What is needed: Rewrite the stretch of the data below from the line containing "Please locate the car wheel" through the line containing "Please locate the blurred" as a JSON list of strings, one string per line, leaving out any blank lines.

Data to process:

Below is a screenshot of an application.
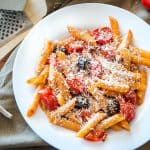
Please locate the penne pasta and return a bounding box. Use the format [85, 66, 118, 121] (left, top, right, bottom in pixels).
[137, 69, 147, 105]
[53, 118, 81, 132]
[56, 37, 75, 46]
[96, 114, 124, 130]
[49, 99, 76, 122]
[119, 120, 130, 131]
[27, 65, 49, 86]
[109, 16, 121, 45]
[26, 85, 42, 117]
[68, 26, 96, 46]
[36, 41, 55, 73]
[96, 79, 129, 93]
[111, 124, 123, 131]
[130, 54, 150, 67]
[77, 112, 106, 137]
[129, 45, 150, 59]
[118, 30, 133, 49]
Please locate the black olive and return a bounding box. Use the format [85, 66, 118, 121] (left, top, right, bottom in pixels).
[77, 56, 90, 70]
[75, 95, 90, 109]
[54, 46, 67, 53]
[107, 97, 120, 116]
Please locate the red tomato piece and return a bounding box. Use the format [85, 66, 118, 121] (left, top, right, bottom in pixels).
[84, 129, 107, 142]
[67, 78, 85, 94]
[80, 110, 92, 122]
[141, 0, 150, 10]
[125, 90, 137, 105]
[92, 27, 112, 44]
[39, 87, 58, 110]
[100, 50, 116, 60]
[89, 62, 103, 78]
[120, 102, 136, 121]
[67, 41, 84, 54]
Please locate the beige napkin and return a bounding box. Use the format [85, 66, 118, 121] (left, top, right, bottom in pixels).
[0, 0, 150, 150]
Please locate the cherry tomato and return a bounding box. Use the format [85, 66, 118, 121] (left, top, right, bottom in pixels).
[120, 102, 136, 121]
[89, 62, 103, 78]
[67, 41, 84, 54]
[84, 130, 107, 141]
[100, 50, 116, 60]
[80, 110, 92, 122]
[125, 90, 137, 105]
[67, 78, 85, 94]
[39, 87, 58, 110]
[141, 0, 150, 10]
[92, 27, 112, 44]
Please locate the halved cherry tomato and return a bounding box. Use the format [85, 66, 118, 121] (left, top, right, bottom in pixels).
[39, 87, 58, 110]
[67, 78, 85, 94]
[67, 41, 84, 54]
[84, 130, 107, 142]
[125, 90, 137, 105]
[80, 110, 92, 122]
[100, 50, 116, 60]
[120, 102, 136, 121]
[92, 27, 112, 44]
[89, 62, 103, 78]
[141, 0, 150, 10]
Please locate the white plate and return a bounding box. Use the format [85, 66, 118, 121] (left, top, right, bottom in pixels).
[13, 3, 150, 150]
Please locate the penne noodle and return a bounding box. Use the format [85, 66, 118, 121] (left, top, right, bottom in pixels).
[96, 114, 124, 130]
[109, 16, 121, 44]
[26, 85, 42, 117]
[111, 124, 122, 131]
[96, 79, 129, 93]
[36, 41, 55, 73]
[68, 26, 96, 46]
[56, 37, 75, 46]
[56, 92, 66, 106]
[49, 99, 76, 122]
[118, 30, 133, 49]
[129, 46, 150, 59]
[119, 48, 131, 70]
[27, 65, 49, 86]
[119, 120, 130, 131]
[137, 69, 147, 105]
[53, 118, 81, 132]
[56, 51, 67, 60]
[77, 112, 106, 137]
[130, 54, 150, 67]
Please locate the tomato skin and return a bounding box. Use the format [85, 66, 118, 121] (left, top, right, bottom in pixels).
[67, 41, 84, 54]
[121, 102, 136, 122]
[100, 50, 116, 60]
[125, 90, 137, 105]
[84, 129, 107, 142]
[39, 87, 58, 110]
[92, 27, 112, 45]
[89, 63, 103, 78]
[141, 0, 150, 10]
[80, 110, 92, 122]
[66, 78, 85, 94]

* * *

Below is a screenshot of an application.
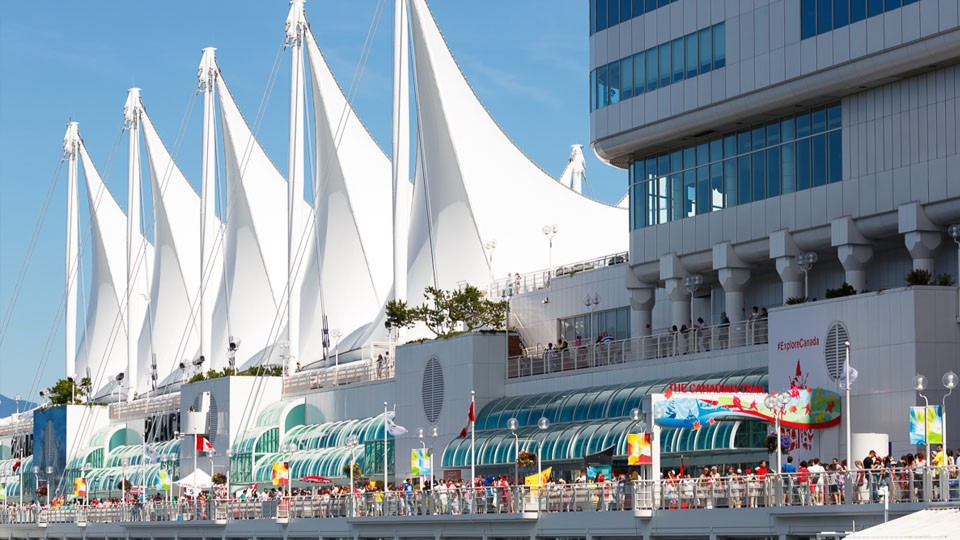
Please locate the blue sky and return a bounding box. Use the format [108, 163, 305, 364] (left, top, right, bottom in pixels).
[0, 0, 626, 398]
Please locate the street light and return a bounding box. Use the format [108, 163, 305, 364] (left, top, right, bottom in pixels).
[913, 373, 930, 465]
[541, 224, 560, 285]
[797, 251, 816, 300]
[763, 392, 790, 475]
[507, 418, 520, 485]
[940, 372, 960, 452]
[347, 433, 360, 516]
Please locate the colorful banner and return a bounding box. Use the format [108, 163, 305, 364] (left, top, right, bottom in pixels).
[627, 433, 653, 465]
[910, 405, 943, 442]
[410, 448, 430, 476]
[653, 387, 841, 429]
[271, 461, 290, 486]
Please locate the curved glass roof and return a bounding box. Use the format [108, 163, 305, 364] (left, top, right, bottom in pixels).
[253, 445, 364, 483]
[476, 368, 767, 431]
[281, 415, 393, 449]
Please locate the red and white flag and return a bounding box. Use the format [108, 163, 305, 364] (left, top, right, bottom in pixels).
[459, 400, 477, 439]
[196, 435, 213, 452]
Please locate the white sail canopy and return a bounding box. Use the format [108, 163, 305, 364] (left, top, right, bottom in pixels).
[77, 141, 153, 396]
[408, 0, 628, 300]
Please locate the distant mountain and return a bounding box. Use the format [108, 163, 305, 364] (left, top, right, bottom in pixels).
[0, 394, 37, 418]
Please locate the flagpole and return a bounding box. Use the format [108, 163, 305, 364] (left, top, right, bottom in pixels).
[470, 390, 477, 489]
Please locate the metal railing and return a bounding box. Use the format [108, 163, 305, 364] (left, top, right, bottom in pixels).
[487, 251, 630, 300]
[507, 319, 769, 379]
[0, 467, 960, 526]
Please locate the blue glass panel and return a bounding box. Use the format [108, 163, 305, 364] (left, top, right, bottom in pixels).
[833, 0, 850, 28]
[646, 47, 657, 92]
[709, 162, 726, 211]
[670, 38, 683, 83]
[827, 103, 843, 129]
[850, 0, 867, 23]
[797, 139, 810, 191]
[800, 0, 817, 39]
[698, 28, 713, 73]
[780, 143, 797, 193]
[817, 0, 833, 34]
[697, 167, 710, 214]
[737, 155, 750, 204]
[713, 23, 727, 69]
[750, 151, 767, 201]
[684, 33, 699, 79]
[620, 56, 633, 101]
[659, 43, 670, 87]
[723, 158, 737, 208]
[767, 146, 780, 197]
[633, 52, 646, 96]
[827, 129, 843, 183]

...

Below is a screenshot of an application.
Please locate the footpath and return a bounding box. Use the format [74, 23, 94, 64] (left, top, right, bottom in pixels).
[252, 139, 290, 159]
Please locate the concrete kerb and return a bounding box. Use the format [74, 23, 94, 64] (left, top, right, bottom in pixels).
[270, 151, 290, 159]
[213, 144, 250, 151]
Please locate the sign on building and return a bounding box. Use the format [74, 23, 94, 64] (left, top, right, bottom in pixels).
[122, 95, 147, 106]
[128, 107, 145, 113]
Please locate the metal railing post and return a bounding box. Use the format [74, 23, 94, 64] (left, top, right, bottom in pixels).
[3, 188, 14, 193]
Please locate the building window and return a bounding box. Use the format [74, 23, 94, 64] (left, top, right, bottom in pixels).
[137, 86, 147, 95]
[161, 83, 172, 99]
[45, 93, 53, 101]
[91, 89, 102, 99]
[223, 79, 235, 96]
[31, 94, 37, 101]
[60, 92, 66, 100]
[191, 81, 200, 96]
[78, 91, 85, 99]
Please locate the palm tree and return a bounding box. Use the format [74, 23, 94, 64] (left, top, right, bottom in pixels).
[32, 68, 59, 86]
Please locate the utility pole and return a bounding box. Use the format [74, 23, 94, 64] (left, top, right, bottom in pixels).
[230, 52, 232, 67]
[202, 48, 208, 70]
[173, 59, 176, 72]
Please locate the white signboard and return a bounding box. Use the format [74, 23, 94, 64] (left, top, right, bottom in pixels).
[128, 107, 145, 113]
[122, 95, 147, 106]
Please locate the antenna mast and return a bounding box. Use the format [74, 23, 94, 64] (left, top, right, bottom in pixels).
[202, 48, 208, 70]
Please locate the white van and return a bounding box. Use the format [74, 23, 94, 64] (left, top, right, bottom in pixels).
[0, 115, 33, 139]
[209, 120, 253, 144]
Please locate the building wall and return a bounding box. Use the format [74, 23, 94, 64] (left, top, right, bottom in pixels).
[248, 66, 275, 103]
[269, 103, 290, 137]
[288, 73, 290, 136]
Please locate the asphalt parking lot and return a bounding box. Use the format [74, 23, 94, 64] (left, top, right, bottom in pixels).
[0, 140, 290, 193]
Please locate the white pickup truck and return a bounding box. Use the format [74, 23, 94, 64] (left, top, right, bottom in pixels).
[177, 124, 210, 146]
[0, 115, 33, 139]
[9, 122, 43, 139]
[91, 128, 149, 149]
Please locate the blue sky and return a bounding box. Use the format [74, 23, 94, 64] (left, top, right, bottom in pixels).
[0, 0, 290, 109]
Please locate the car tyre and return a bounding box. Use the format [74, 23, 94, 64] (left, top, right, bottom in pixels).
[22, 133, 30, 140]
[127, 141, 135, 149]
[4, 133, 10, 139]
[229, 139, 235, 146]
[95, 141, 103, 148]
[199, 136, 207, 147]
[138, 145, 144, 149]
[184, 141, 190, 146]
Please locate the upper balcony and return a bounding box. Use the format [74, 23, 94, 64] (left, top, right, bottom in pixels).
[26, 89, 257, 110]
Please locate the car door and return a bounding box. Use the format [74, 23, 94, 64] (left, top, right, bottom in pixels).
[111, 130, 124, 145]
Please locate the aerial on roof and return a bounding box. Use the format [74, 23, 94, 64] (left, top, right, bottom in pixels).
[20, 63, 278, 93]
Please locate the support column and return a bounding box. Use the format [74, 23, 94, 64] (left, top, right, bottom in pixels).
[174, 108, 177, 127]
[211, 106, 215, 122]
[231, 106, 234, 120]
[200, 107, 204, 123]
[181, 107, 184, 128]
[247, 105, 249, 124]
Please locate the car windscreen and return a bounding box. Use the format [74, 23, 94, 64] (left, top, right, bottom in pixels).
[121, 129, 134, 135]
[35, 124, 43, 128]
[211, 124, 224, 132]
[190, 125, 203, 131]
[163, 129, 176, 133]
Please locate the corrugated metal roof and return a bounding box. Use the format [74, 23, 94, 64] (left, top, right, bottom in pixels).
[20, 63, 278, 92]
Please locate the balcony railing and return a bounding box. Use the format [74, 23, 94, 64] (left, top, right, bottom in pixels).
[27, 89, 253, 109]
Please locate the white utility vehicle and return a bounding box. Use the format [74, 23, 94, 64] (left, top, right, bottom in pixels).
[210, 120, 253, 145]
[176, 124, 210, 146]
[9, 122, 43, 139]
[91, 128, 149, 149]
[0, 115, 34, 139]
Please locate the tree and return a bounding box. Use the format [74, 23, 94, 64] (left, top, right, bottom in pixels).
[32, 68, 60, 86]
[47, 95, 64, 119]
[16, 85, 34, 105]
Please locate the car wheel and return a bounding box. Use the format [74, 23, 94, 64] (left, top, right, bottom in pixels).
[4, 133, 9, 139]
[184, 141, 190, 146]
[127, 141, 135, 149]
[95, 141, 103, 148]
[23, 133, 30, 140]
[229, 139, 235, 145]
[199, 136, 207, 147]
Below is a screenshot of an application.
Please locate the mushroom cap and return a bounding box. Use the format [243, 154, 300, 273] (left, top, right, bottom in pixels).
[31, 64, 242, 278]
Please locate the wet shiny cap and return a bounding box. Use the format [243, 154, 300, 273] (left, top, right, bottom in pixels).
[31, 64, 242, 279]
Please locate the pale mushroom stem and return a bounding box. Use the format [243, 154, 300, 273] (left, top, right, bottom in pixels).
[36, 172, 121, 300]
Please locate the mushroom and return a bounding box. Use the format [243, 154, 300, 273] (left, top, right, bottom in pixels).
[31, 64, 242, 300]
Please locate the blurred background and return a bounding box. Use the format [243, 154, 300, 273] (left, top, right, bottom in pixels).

Exercise answer:
[
  "Please locate the car wheel and return a bounding box. Use the format [74, 23, 94, 64] (left, top, right, bottom in pixels).",
  "[4, 133, 9, 139]",
  "[184, 141, 190, 146]",
  "[127, 141, 135, 149]",
  "[95, 141, 103, 148]",
  "[23, 133, 30, 140]",
  "[229, 139, 235, 145]",
  "[199, 136, 207, 147]",
  "Below is a screenshot of an application.",
  "Please locate the mushroom cap and return a bounding box. Use the format [243, 154, 300, 273] (left, top, right, bottom in pixels).",
  "[31, 64, 242, 278]",
  "Please locate the wet shiny cap and return a bounding box. Use the format [243, 154, 300, 273] (left, top, right, bottom in pixels).",
  "[31, 64, 242, 279]",
  "Please locate the pale mushroom stem and return a bounding box. Use the format [243, 154, 300, 273] (left, top, right, bottom in pixels).",
  "[36, 172, 121, 300]",
  "Please locate the mushroom and return a bounding box. Use the format [243, 154, 300, 273] (left, top, right, bottom in pixels).",
  "[31, 64, 242, 300]",
  "Please locate the blurred background and return a bounding box. Use the format [243, 154, 300, 273] (left, top, right, bottom in pixels)."
]